* [Supplied records]:
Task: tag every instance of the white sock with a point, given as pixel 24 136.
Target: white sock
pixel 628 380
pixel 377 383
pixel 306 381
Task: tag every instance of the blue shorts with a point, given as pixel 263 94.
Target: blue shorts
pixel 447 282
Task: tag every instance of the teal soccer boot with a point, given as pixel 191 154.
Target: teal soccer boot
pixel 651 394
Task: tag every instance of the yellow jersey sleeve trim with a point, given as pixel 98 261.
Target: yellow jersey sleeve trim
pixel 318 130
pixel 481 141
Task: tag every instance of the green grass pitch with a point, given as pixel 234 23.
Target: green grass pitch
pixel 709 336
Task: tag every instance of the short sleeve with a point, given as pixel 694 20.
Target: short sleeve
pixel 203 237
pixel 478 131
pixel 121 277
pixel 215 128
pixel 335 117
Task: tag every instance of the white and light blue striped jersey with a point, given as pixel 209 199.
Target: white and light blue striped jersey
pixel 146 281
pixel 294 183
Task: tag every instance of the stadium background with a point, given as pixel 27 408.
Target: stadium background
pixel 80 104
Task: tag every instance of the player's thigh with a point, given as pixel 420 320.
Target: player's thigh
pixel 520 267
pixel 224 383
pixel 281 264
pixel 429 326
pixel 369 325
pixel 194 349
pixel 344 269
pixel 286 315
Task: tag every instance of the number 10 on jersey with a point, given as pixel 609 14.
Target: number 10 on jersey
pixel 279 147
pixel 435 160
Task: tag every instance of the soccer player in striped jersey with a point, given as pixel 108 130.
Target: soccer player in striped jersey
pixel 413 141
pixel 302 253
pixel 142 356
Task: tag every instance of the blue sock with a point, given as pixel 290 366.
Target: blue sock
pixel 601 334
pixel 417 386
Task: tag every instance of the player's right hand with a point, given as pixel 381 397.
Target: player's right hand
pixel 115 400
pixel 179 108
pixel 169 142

* [To do]:
What's needed is a word-for-word restatement of all the entries.

* [Finished exercise]:
Task: tag every instance of the white sock with a point, given as pixel 24 136.
Target: white sock
pixel 628 380
pixel 377 383
pixel 306 381
Task: tag every instance of the blue shorts with a point, given as pixel 263 94.
Target: blue shorts
pixel 447 282
Task: tag every instance of the teal soccer boot with a point, given as pixel 191 154.
Target: teal soccer boot
pixel 651 394
Task: tag every instance of the yellow jersey sleeve trim with a point, given as pixel 98 261.
Target: yellow jersey sleeve trim
pixel 318 130
pixel 481 141
Task: tag every instance of the green grass pitch with a point, given as pixel 234 23.
Target: green grass pitch
pixel 709 336
Task: tag every instance of the short sleeve with a point, given as pixel 694 20.
Target: short sleeve
pixel 203 237
pixel 478 131
pixel 121 277
pixel 215 128
pixel 335 117
Task: tag every instance of the white and light blue striped jersey with a point, given as pixel 209 199.
Target: white and light blue striped jersey
pixel 146 281
pixel 294 183
Task: tag every instance of the stadium background with a point, given as pixel 27 408.
Target: stadium background
pixel 80 104
Task: tag every instance of the player's thigh with a point, given as pixel 420 320.
Target: player's thigh
pixel 520 267
pixel 224 383
pixel 281 264
pixel 429 326
pixel 369 325
pixel 194 349
pixel 344 269
pixel 286 315
Task: tag every instance of the number 10 on jersey with a point, given as pixel 609 14.
Target: number 10 on jersey
pixel 279 147
pixel 435 160
Task: tag every instance of the soccer player in striped jersey with a point, given as pixel 108 130.
Target: soccer player in striped jersey
pixel 413 141
pixel 302 253
pixel 142 356
Task: tag every instance of the blue sock with a point, given as pixel 290 366.
Target: blue sock
pixel 601 334
pixel 417 386
Task: tag every instance of the player's right hand with a point, given as pixel 381 397.
Target: player's right hand
pixel 115 400
pixel 179 108
pixel 169 142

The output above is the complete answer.